- **TO-DO LIST**:
• 1. In the passage on the Acas draft code of practice below, shorten the paragraph beginning "The Workers (Predictable Terms and Conditions) Act 2023 received royal assent" while keeping its main facts.
• 2. Write what comes next in the passage on the Acas draft code of practice below, continuing after its last sentence.

- **PASSAGE**:
Acas have issued a consultation on a new draft statutory code of practice for handling requests for a predictable working pattern, which will be used in conjunction with the Workers (Predictable Terms and Conditions) Act 2023 once it comes into force.

The Workers (Predictable Terms and Conditions) Act 2023 received royal assent earlier this year and is expected to come into force in September 2024. This Act will give workers and agency workers the right to request more predictable terms and conditions of work. There will be accompanying Regulations which will set out further details on the terms of the Act.

On the 25 October 2023 Acas published a draft statutory code of practice on handling requests under the Act, which is currently the subject of an ongoing consultation. The draft code outlines the procedure for dealing with requests for a predictable working pattern from both workers and agency workers and lays out the best practice guidance for how employers can navigate such requests in a reasonable manner.

- **RECORD EXTRACTS**:

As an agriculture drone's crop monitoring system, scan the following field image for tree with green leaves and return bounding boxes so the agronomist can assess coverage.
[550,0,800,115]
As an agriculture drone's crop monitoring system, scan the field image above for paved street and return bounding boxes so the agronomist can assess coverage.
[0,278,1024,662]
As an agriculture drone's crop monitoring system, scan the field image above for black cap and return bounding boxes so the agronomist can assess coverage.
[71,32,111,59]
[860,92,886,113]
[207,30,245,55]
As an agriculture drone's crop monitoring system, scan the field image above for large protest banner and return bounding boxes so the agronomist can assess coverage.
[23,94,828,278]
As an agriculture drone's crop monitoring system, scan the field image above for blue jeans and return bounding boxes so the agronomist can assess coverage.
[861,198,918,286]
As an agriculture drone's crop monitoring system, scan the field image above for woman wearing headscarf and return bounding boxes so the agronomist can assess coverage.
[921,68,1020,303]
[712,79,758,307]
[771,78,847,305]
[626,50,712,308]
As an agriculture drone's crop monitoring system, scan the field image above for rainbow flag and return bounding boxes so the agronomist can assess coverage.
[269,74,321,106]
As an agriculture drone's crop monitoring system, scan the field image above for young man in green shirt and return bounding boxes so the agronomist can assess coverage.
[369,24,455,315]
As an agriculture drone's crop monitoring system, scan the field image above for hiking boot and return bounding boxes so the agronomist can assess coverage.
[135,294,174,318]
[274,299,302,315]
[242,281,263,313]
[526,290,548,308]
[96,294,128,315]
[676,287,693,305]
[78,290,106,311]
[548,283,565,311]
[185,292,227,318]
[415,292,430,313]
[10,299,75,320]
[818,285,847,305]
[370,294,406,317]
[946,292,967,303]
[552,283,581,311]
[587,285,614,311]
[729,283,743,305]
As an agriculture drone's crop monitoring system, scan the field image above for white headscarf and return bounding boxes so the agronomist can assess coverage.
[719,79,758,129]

- **ANSWER LIST**:
• 1. The Workers (Predictable Terms and Conditions) Act 2023 received royal assent earlier this year and is expected to come into force in September 2024. It will let workers and agency workers request more predictable terms and conditions of work, and accompanying Regulations will give further details.

• 2.
It is intended that the Act will bring atypical workers a sense of predictability around their working pattern, as provided they meet certain criteria, they can make an application for a predictable working pattern where they specify the change they are applying for and the date on which the change is proposed to become effective. A worker will be entitled to make such a request provided they have qualifying service (which will be set out in the accompanying Regulations but is expected to be 26 weeks), there is a lack of predictability in relation to the work the worker does, the change relates to the worker's work pattern and the purpose in making the application is to have a more predicable work pattern. An individual can make two statutory requests within any 12-month period.

An agency worker will also have a statutory right to make a request to their agency or hirer for a more predictable working pattern if their working pattern lacks predictability. A working pattern refers to the number of hours or the days and times the worker works under an assignment with a hirer, or the length of their assignment with a hirer. A period of service, to be specified in Regulations, will be necessary for agency workers to make an application for a predictable work pattern and there will also need to be qualifying conditions, similar to those set out above. The draft code sets out the procedure for dealing with requests for predictability around a workers working pattern and states that all requests must be handled in a reasonable manner and should be given careful consideration. This includes taking into account the reasons why the individual has made the request as well as the needs of the organisation, with the benefits and drawbacks to be considered.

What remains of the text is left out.